── EXERCISE PASSAGE ──
William B. Brown


William Burbridge Brown, was a lawyer who served a variety of positions in the Territory of Hawaii from 1943 to 1955, before returning to serve on the Ohio District Courts of Appeals and Ohio Supreme Court from 1960 to 1984.
William Burbridge Brown was born to Mabel R. Downs Brown and Dr. Henry Renick Brown. He attended the Chillicothe public schools, received a bachelor's degree from Williams College in 1934, and a law degree from Harvard Law School in 1937. He was admitted to the Ohio bar in 1938, and practiced that year in Toledo, before returning to Chillicothe in 1939 at the firm Simpson and Brown.
Brown left Chillicothe in 1942 to work in Washington, D.C. as a lawyer for the Office of Price Administration. He transferred to Honolulu, Hawaii in 1943, and worked for the Office of Price Administration there until 1946. In 1946, President Harry Truman appointed Brown to the Territory of Hawaii Court of Tax Appeals, and in 1947, Truman appointed him Hawaii Territory Treasurer. In 1951, the President appointed him to the Second Circuit Court for the Territory of Hawaii.
Brown returned to Chillicothe in 1955, and practiced privately for a year. In 1956, he began a four-year term as Chillicothi Municipal Court Judge. In 1960, he won a seat on the 4th District Courts of Appeals of Ohio. He was the first Democrat elected to a seat in the 4th District.
───
── DATA SHOWN ──
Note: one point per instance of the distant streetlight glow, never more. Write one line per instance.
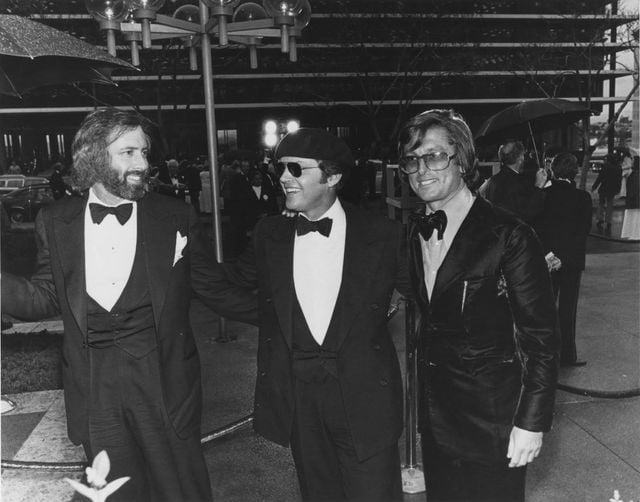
(270, 139)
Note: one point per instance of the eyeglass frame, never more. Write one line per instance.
(294, 168)
(425, 162)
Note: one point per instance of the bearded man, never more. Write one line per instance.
(119, 264)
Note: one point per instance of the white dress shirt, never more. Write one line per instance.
(317, 271)
(109, 250)
(434, 251)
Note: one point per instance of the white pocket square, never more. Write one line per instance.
(181, 242)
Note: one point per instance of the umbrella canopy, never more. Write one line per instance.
(521, 120)
(33, 55)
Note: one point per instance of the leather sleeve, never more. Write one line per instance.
(533, 309)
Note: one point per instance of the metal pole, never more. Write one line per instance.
(212, 139)
(410, 384)
(412, 474)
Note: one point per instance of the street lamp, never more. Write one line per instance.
(139, 20)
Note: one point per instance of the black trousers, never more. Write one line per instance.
(566, 286)
(127, 419)
(453, 479)
(324, 454)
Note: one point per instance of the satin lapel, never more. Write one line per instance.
(417, 266)
(158, 228)
(68, 238)
(471, 236)
(279, 259)
(361, 260)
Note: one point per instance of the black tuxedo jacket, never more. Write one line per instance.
(375, 262)
(564, 224)
(488, 346)
(58, 285)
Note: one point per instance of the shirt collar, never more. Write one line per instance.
(335, 212)
(456, 210)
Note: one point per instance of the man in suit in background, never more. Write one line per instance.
(120, 265)
(608, 183)
(510, 189)
(487, 358)
(563, 227)
(329, 381)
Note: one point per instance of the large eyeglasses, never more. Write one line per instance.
(435, 161)
(294, 168)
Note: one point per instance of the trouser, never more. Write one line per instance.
(324, 454)
(128, 420)
(453, 479)
(566, 286)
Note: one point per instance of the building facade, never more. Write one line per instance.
(363, 67)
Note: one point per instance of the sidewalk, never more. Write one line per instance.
(594, 446)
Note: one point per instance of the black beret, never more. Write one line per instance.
(310, 143)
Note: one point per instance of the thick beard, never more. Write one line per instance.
(120, 187)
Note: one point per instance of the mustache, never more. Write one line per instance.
(144, 173)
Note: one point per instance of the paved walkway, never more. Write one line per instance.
(594, 446)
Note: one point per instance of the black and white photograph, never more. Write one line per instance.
(320, 250)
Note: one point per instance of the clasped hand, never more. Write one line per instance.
(524, 446)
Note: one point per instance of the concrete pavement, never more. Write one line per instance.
(594, 446)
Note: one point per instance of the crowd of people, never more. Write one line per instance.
(494, 272)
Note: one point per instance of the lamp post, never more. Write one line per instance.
(251, 22)
(138, 20)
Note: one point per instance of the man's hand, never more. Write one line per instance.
(553, 262)
(524, 446)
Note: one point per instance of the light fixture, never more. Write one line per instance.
(250, 11)
(189, 13)
(109, 13)
(270, 140)
(222, 9)
(285, 14)
(270, 127)
(145, 12)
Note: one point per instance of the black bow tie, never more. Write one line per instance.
(427, 223)
(304, 226)
(122, 212)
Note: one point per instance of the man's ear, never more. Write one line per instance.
(334, 179)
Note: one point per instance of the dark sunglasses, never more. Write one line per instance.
(294, 168)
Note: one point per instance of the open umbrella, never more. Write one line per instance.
(521, 120)
(34, 55)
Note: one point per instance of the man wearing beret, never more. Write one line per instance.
(328, 380)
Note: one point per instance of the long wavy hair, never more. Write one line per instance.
(98, 130)
(414, 130)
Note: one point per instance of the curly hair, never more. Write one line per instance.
(414, 130)
(98, 130)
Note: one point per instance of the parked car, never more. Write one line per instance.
(597, 157)
(11, 182)
(23, 204)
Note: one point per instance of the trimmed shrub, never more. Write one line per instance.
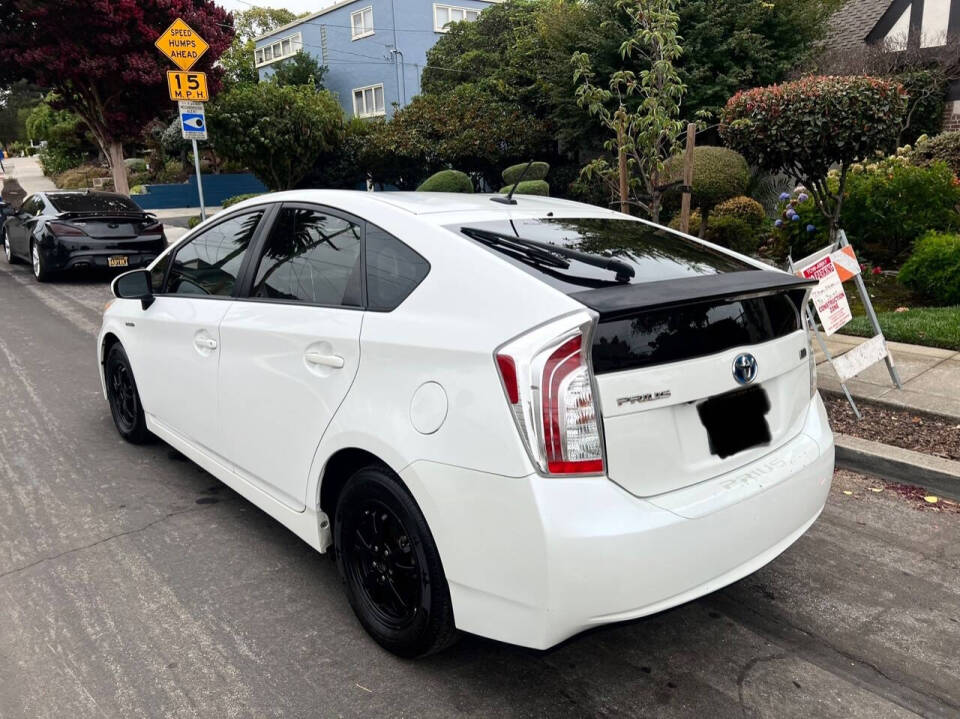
(945, 147)
(933, 269)
(891, 203)
(529, 187)
(718, 174)
(537, 171)
(447, 181)
(230, 201)
(742, 208)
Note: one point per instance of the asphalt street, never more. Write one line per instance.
(133, 584)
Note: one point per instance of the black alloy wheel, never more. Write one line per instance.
(390, 564)
(124, 398)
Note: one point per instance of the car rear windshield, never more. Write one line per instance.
(679, 333)
(605, 252)
(90, 202)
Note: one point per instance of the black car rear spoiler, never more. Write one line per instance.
(613, 302)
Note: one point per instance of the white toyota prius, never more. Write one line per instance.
(518, 418)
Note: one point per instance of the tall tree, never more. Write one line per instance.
(237, 61)
(644, 138)
(99, 56)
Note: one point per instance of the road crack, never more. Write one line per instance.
(104, 540)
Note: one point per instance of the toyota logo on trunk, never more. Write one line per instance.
(745, 368)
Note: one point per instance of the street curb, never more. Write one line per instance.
(894, 404)
(898, 465)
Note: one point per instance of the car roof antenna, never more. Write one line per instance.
(508, 200)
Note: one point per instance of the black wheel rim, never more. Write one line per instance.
(123, 397)
(383, 564)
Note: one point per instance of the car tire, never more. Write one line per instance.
(40, 272)
(391, 567)
(12, 259)
(123, 396)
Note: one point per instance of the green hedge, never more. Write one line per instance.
(447, 181)
(934, 268)
(529, 187)
(537, 171)
(230, 201)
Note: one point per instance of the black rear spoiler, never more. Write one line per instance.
(613, 302)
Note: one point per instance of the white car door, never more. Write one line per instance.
(176, 340)
(292, 348)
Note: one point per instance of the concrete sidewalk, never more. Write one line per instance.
(930, 377)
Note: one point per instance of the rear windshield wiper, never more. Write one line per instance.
(623, 271)
(515, 246)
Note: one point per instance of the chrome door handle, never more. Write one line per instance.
(335, 361)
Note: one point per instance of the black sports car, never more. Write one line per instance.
(65, 230)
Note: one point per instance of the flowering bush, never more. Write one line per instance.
(803, 128)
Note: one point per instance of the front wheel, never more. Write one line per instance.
(390, 564)
(40, 271)
(123, 397)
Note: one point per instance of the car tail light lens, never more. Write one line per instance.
(62, 229)
(549, 386)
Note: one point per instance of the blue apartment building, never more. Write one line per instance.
(375, 50)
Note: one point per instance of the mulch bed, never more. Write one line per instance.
(898, 427)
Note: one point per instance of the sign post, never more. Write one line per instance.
(832, 266)
(193, 125)
(184, 47)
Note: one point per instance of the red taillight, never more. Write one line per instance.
(550, 390)
(62, 229)
(508, 372)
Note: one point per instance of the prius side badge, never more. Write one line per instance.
(641, 398)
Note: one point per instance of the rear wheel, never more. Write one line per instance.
(391, 566)
(123, 397)
(40, 271)
(7, 249)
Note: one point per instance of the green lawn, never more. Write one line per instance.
(931, 326)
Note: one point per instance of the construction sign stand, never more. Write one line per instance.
(832, 266)
(184, 47)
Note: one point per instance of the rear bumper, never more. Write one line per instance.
(533, 561)
(66, 255)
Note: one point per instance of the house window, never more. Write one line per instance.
(278, 49)
(361, 23)
(443, 15)
(368, 101)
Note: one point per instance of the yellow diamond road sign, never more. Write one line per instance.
(181, 44)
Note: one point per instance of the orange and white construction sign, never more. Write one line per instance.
(828, 296)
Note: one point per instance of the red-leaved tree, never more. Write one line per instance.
(99, 56)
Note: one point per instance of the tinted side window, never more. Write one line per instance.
(159, 272)
(393, 270)
(313, 257)
(209, 263)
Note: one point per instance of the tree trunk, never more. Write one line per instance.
(120, 183)
(622, 171)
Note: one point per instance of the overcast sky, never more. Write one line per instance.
(296, 6)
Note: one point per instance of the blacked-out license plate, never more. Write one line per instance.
(736, 421)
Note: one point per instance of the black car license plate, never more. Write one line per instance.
(736, 421)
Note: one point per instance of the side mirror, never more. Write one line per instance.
(134, 285)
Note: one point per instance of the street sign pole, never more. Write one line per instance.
(196, 163)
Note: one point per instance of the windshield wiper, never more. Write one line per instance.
(624, 272)
(512, 245)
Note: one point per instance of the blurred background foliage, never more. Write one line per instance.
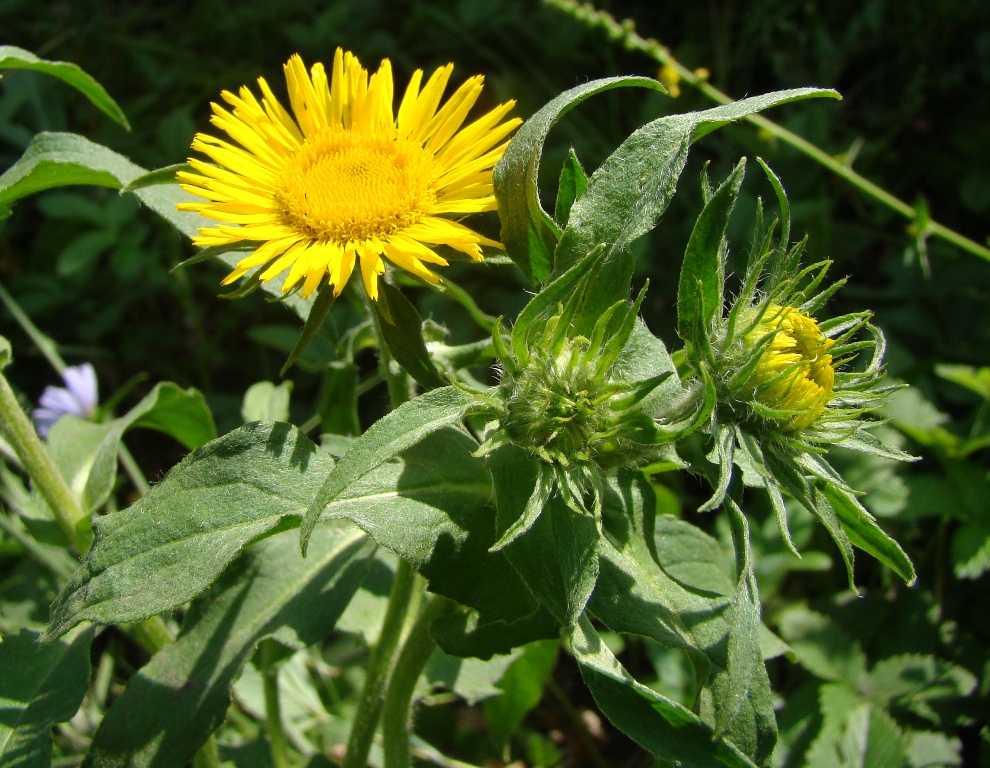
───
**TO DO:**
• 1. In the William B. Brown biography, list every position to which President Harry Truman appointed Brown.
• 2. According to the William B. Brown biography, why did Brown leave Chillicothe in 1942?
• 3. Write what comes next in the William B. Brown biography, picking up after its final sentence.

**TASK RESULTS:**
• 1.
- Territory of Hawaii Court of Tax Appeals (1946)
- Hawaii Territory Treasurer (1947)
- Second Circuit Court for the Territory of Hawaii (1951)

• 2. He left Chillicothe to work in Washington, D.C., as a lawyer for the Office of Price Administration.

• 3.
In 1972, Brown defeated incumbent Republican justice Louis J. Schneider, Jr. for a six-year term on the Ohio Supreme Court. In 1978, he won another term. In 1984, Brown was already more than seventy years old, and was prohibited by state law from running for another term. His term ended December 31, 1984.
William B. Brown married Jayne Stone on August 18, 1943. They had two children, Susan and Renny. The couple planned to travel in retirement, but William B. Brown suffered a fatal stroke as a consequence of brain cancer. His funeral was at St. Paul Episcopal Church in Chillicothe, and he was buried at Grandview Cemetery.
After Brown's death, justice J. Craig Wright said : "He was one of the best legal minds we've had on the court in the last twenty years. He was a forward-looking person. He kept the best of the past in his decisions along with the best of what we have now. I admired him."